> Directions for this task
Copy every line of the data in which the word "outlet" occurs.

Point-per-instance localization data
◆ ◆ ◆ ◆ ◆
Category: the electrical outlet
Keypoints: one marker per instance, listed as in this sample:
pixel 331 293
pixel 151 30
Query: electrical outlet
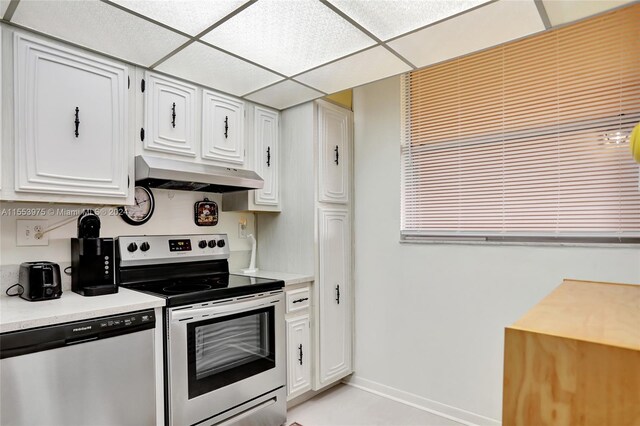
◆ ◆ ◆ ◆ ◆
> Result of this task
Category: the electrical outlet
Query: electrical outlet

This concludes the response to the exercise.